⟨
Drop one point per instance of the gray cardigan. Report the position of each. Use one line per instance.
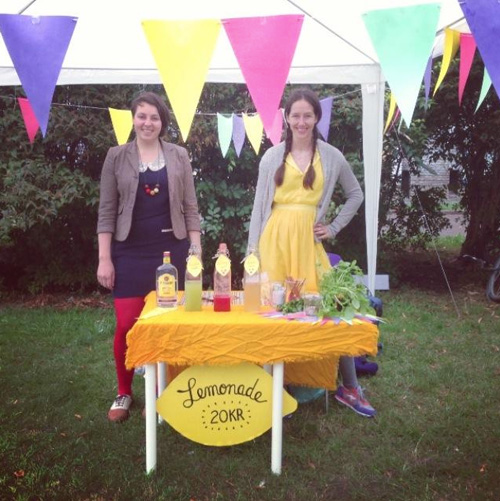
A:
(335, 168)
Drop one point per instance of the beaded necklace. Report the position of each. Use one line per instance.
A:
(155, 166)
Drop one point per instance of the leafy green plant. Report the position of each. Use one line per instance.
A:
(342, 295)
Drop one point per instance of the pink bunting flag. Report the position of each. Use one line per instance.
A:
(37, 47)
(467, 51)
(482, 17)
(30, 121)
(277, 128)
(264, 48)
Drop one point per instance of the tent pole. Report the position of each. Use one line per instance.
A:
(373, 123)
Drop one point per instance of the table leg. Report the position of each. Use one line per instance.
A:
(161, 384)
(277, 430)
(150, 395)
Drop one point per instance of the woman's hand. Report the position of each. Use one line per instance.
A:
(106, 273)
(322, 231)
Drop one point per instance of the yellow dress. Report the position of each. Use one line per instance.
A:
(287, 248)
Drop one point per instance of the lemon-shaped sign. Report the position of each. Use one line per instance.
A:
(251, 264)
(223, 265)
(193, 266)
(221, 405)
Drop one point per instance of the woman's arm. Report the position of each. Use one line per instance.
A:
(105, 269)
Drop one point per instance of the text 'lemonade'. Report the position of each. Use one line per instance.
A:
(166, 283)
(193, 282)
(222, 279)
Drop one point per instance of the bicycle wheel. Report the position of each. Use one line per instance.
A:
(493, 287)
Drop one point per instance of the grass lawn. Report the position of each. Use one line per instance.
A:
(437, 434)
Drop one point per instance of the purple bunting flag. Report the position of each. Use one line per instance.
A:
(326, 116)
(238, 133)
(37, 47)
(483, 19)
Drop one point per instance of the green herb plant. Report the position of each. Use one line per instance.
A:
(342, 295)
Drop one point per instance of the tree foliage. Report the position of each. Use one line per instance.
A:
(469, 140)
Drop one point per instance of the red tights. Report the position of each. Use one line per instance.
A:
(127, 310)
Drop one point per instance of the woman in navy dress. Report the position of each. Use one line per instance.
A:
(147, 206)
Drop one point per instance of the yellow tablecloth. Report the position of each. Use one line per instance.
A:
(196, 338)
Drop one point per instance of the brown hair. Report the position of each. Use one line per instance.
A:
(312, 99)
(156, 101)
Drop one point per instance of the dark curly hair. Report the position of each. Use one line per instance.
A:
(309, 96)
(156, 101)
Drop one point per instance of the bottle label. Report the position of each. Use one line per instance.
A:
(251, 264)
(223, 265)
(166, 286)
(193, 266)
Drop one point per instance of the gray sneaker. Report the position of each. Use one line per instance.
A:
(119, 411)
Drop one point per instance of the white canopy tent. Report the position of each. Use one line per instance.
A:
(109, 47)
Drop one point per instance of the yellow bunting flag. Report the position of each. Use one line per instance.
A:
(183, 51)
(122, 124)
(392, 109)
(451, 44)
(254, 130)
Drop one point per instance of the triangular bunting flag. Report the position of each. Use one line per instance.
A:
(326, 117)
(427, 79)
(485, 87)
(397, 115)
(122, 121)
(238, 133)
(277, 129)
(451, 43)
(467, 51)
(392, 108)
(182, 51)
(264, 48)
(254, 129)
(37, 47)
(225, 131)
(403, 39)
(483, 19)
(30, 121)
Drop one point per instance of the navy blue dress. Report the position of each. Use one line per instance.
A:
(137, 258)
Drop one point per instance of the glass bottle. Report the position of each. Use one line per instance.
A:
(222, 280)
(252, 285)
(166, 283)
(193, 281)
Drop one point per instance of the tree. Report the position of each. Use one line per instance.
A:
(469, 140)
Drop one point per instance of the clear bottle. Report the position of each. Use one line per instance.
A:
(166, 283)
(222, 280)
(193, 281)
(252, 282)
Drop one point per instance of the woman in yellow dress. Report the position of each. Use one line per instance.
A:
(294, 189)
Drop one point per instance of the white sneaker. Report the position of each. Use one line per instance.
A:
(119, 411)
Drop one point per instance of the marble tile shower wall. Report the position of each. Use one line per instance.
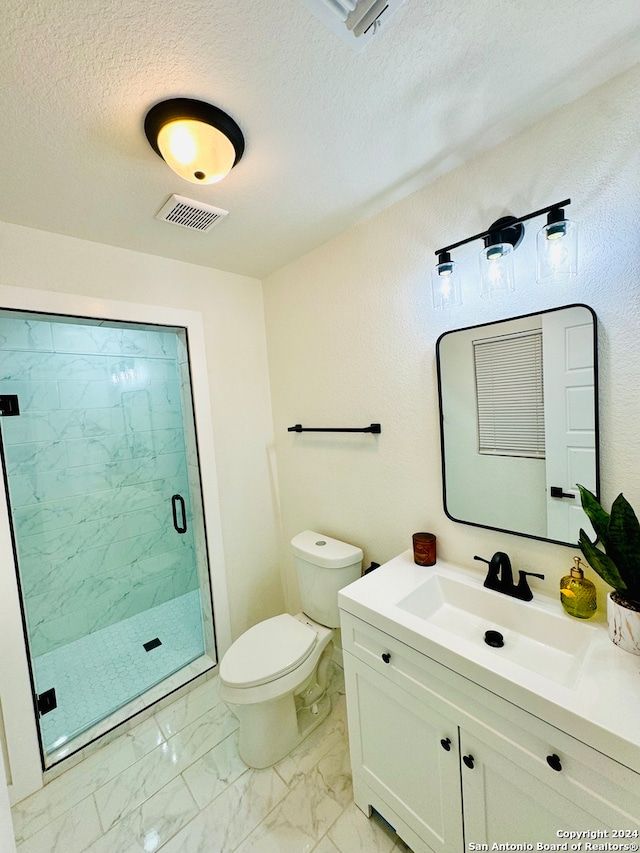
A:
(93, 460)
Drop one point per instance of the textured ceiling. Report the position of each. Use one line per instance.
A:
(333, 136)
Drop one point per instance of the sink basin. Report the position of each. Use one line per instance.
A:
(536, 637)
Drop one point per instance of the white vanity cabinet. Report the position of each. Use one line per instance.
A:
(449, 764)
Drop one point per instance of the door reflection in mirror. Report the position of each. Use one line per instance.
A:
(531, 494)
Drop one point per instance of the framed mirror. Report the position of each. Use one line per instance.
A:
(519, 422)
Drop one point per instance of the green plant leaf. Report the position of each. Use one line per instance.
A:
(601, 563)
(598, 517)
(623, 544)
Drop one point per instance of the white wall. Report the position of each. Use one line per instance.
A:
(351, 333)
(232, 313)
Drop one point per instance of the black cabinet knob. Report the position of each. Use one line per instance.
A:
(554, 762)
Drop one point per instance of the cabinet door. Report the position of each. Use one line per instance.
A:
(511, 794)
(397, 751)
⟩
* _EXERCISE BRIEF_:
Give back each of the records above word for word, apart from the pictures.

* _COMPLETED TASK_:
Drop one point per instance of the gray cardigan. Report the position of each. Use one line per instance.
A:
(335, 168)
Drop one point per instance of the beaded necklace. Report the position of each. Use one line per instance.
A:
(155, 166)
Drop one point per instance of the leafy green plant. Report the position of each. Use one line per instance.
A:
(342, 295)
Drop one point per instance of the pink bunting flag. Report the position of each. Use one line per instance.
A:
(37, 47)
(467, 51)
(482, 17)
(30, 121)
(277, 128)
(264, 48)
Drop one point per instance of the tent pole. Report the position of each. Use one line per instance.
A:
(373, 123)
Drop one point per instance of the table leg. Report the position of each. Use one line per instance.
A:
(161, 384)
(277, 430)
(150, 395)
Drop one point per instance of the woman's hand. Report the position of each. Use one line per instance.
A:
(106, 273)
(322, 231)
Drop one point per instance of the yellow dress. Report the position of each. Use one line per instance.
A:
(287, 248)
Drop one point per instance of the lemon-shaped sign. Report the position of each. Use one line per instance.
A:
(251, 264)
(223, 265)
(193, 266)
(221, 405)
Drop one point per instance of the woman's arm. Report the position of each. Use one line per instance.
A:
(105, 269)
Drop one point per instance of the text 'lemonade'. Report the position of each. Use one line per instance.
A:
(166, 283)
(193, 282)
(222, 279)
Drop one point per instance of the bicycle wheel. Report the position of each. Use one line per instance.
A:
(493, 287)
Drop one point per instance of the grass lawn. Report the position of each. Use one line per instance.
A:
(437, 434)
Drop one point per instance of the purple bunting flag. Report the position of each. Use one line per instance.
A:
(326, 116)
(238, 133)
(37, 47)
(483, 19)
Drop one point per instance of the green herb plant. Report the position of each. Use one line per instance.
A:
(342, 295)
Drop one point per instance of the tree foliage. Report the position of each. Use one line per instance.
A:
(469, 140)
Drop one point per instance of the red tights. Report the position of each. Use one line per instance.
A:
(127, 310)
Drop one point per instance of the woman in navy dress. Report the position of each. Use one line per instance.
A:
(147, 206)
Drop one point per instance of the yellow tablecloth. Report the position of each. Use one line per instance.
A:
(196, 338)
Drop one point per instance of the brown hair. Report the position of each. Use one line per instance.
A:
(312, 99)
(156, 101)
Drop one point per instance of the dark curly hair. Report the position of each. Use one line per instance.
A:
(309, 96)
(156, 101)
Drop one point per instance of the bottle label. Report the position of each. Use one line per instance.
A:
(251, 264)
(223, 265)
(166, 286)
(193, 266)
Drop one point per instance of the gray sneaker. Report the position of each. Use one line per instance.
A:
(119, 411)
Drop one point per instance of the white canopy tent. Report the position of each. Use one line per instance.
A:
(109, 47)
Drop one point per instance of the yellow bunting flag. Report the position of each. Use one line per instance.
A:
(183, 51)
(122, 124)
(392, 109)
(451, 44)
(254, 130)
Drop one point per instance of the triangular bunting flag. Report the position of each. Use one line per instance.
A:
(326, 117)
(427, 79)
(485, 87)
(397, 115)
(122, 121)
(238, 133)
(277, 129)
(451, 43)
(467, 51)
(392, 108)
(182, 51)
(264, 48)
(254, 129)
(37, 47)
(225, 131)
(403, 39)
(483, 19)
(30, 121)
Drop one point per instance of the navy blue dress. Report the position of each. Use one line per instance.
A:
(137, 258)
Drop one point per instance of the glass bottle. Report the position of each. Use one line per instance.
A:
(222, 280)
(252, 285)
(166, 283)
(193, 281)
Drop one point per instance of the tree. Report the position of each. Use one line per instance.
A:
(469, 140)
Drop one point per instance of the clear bottle. Report the position of each. Use one line per instance.
A:
(166, 283)
(222, 280)
(193, 281)
(252, 282)
Drop one point per instance of the woman in yellow dress. Report the position of each. Use one line per instance.
A:
(294, 189)
Drop one point per instance of the white sneaker. Report the position of each. Use one line per instance.
A:
(119, 411)
Drop one point per instance of the marble tile shower wall. Report the position of each. Use one line per instance.
A:
(93, 460)
Drop one point per instance of the textured ceiling. Report the position of each. Use one line per instance.
A:
(333, 136)
Drop one point per instance of the sink basin. Report the position of each. Use one line per instance.
A:
(536, 637)
Drop one point per instance of the white vanity cabinet. Report the position of each. Use one line per instance.
A:
(449, 764)
Drop one point per instance of the door reflection in mirror. Report the position of each. Use one line per instance.
A:
(531, 494)
Drop one point per instance of the framed mirror. Report the position of each. Use one line per instance.
A:
(519, 422)
Drop one point per instance of the green plant leaf. Report the position of each. Use one line per instance.
A:
(601, 563)
(598, 517)
(623, 544)
Drop one point per instance of the white wall. Report the position of each. Use one line per instance.
A:
(351, 333)
(232, 313)
Drop one point per instance of the black cabinet knob. Report the position of each. Use one line per instance.
A:
(554, 762)
Drop one point per instance of the cabinet door. Report the position of each. Use one line per instance.
A:
(511, 794)
(397, 751)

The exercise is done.